Ora, meus amigos, com
este gesto, Jesus está, em primeiro lugar, dando um sinal evidente
da sua divindade, a qual os fariseus teimaram em desconhecer, assim
como ainda hoje o fazem os judeus (com todo respeito à fé deles).
Enquanto o povo todo louvava e bendizia a Deus pelas coisas
extraordinárias que Jesus fazia, os fariseus não acreditavam nEle e
continuavam a persegui-lo, procurando algo que pudesse incriminá-LO.
Em segundo lugar, com esse gesto, Jesus também está realizando as
coisas novas anunciadas pelo Profeta: os cegos vêem, os surdos
ouvem, os coxos andam, os leprosos são limpos e os pobres são
evangelizados, assim está escrito em Mateus (11, 5). E Marcos
arremata, em 2, 12, que as pessoas diziam: nunca vimos uma coisa
assim.
Na segunda leitura, de
Paulo a Coríntios (2Cor 1, 18), o apóstolo confirma que Jesus é o
'sim' do Pai, através de quem todas as promessas feitas aos
antepassados nEle foram cumpridas. Todas as promessas de Javeh têm
em Jesus o seu 'sim' garantido, por isso Jesus sempre ensinou o
'sim', ou seja, a fidelidade. Jesus não era homem de duas palavras
(sim e não), mas de uma palavra só, somente 'sim'. É o que também
está escrito em Mateus (5, 37): seja o vosso falar sim, sim; não,
não. Portanto, o cristão não pode ser uma pessoas de duas
conversas, não pode acender uma vela a Deus e outra para o demônio.
Jesus deu o exemplo máximo de fidelidade às promessas do Pai, que
Ele veio cumprir, e nos deixou esse mesmo ensinamento de fidelidade.
Por isso, disse Paulo em 2Cor 1, 19: o Jesus que pregamos entre vós
nunca foi de sim e não, mas somente de sim, exortando os coríntios
(e a todos nós hoje) sobre o nosso compromisso de fidelidade ao
ensinamento cristão. Ser cristão é estar sempre transformando
coisas velhas em coisas novas, é estar sempre ressuscitando com
Jesus, despindo-se do homem velho e vestindo-se do homem novo, é
acompanhar o dia a dia da sociedade e estar sempre pronto a dar seu
testemunho de uma maneira renovada, sem se apegar aos trapos de uma
fé antiquada e obsoleta, pois o ensinamento de Cristo não parou no
tempo, mas está constantemente se atualizando. Pensar diferente
disso é não reconhecer que Jesus, em cumprimento à promessa de
Javé, está sempre renovando o mundo, tornando novas todas as
coisas.
Que Ele nos ajude a
sermos sempre cristãos renovados dentro do dinamismo da sociedade.

• [O QUE FAZER]:
Atualize o trecho do texto dado que abre com as palavras "Enquanto o povo" e fecha com "que pudesse incriminá-LO.", reproduzindo-o com "louvava" trocado por "glorificava".

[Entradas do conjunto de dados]
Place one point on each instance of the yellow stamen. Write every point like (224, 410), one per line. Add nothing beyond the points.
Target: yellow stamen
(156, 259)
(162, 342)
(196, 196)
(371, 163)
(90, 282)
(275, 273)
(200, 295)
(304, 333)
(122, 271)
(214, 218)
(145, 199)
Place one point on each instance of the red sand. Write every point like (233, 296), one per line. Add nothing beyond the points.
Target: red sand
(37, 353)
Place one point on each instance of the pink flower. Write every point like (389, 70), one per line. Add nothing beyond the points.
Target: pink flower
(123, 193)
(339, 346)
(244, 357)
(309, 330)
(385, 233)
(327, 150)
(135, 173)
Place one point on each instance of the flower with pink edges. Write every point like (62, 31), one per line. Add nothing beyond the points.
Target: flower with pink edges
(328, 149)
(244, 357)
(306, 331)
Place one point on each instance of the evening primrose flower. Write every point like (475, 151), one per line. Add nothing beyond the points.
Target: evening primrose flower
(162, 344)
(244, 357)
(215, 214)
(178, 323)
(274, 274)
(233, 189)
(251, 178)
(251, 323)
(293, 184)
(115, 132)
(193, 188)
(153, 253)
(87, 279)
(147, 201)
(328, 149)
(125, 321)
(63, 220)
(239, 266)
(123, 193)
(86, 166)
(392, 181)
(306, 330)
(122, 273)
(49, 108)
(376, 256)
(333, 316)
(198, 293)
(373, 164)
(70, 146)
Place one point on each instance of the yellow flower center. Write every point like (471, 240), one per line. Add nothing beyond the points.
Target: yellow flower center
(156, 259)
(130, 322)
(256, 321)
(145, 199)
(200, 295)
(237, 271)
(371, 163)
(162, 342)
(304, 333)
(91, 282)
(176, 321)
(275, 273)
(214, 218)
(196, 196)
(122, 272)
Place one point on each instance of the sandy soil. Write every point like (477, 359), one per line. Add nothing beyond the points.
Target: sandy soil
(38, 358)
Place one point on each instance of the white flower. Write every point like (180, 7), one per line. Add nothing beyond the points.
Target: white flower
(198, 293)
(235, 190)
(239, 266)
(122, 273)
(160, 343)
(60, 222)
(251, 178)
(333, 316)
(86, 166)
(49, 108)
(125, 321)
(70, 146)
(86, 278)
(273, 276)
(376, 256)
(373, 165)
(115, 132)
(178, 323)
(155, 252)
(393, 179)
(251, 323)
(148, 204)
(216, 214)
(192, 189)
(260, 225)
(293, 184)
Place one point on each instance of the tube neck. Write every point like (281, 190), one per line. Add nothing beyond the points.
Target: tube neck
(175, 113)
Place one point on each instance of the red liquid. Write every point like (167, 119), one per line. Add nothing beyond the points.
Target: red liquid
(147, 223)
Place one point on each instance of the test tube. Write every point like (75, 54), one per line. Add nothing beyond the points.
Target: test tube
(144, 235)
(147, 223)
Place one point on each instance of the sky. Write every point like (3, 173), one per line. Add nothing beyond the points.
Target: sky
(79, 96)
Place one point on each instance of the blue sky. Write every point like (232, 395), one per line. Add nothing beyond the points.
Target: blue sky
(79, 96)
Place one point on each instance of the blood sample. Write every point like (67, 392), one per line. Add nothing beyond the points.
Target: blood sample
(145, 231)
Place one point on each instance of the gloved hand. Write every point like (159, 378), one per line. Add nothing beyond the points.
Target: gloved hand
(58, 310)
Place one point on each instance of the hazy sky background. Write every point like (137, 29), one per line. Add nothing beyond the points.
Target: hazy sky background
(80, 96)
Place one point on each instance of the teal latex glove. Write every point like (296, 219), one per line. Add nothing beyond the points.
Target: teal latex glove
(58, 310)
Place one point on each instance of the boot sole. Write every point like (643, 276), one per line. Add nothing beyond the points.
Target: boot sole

• [RESPOSTA ESCRITA]:
Enquanto o povo todo glorificava e bendizia a Deus pelas coisas
extraordinárias que Jesus fazia, os fariseus não acreditavam nEle e
continuavam a persegui-lo, procurando algo que pudesse incriminá-LO.